* Start Provided information *

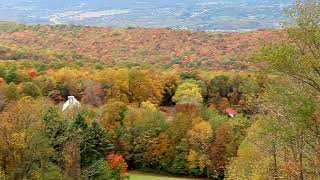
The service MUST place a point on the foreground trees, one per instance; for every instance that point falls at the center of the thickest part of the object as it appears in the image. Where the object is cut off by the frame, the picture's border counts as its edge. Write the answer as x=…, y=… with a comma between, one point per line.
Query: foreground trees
x=283, y=143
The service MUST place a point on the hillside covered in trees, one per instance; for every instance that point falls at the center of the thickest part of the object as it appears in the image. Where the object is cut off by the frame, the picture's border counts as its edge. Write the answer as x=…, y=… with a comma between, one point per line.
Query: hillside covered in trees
x=132, y=46
x=231, y=106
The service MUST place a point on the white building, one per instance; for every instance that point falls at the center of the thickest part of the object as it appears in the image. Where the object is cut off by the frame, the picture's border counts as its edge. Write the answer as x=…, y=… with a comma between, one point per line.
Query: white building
x=70, y=103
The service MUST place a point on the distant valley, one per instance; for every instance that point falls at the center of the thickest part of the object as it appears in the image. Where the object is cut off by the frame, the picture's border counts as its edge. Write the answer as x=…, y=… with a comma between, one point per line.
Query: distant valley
x=210, y=15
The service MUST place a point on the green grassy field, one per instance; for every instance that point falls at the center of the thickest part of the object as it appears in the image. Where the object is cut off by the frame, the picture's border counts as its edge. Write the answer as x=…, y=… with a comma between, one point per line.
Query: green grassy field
x=150, y=176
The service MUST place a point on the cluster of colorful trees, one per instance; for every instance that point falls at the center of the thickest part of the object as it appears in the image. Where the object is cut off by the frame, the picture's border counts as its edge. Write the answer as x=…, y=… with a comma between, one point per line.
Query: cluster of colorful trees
x=283, y=142
x=132, y=47
x=163, y=120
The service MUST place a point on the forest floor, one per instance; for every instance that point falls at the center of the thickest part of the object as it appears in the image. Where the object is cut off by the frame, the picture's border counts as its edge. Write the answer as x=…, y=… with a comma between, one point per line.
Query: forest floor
x=136, y=175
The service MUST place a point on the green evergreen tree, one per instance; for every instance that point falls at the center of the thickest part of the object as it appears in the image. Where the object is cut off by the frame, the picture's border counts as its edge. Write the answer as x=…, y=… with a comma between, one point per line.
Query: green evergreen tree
x=31, y=89
x=95, y=144
x=56, y=131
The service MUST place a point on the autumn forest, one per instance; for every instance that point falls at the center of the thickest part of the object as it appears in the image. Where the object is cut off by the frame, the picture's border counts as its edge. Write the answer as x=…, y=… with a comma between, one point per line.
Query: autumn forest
x=208, y=105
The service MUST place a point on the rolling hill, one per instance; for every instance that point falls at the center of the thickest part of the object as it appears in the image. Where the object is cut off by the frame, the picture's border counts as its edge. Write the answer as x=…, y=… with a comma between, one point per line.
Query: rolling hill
x=134, y=46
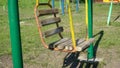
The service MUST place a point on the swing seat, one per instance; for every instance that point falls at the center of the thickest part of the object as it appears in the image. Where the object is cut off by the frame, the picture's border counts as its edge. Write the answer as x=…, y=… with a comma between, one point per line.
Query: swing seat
x=66, y=43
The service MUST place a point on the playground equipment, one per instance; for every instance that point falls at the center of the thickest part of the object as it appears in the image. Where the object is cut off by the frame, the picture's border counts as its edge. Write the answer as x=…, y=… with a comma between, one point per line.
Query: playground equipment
x=110, y=12
x=62, y=5
x=63, y=44
x=15, y=30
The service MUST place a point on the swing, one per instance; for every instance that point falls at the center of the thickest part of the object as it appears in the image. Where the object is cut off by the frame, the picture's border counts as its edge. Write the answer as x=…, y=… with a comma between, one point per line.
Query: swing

* End Provided information *

-- The request --
Render the material above as a Markdown table with the columns Row and Line, starting at the beginning of the material and going on through the line with "x=283, y=143". Skip blank lines and omit the pictures.

-- Exercise solution --
| Row | Line |
|---|---|
| 1 | The service MUST place a point on the foreground trees, one per instance; for every instance that point falls at the center of the thickest part of the object as it appears in the image. Where the object is cut off by the frame, the picture's border counts as its edge. Write the answer as x=…, y=… with a comma between, one point per line. |
| 2 | Query: foreground trees |
| 3 | x=283, y=143 |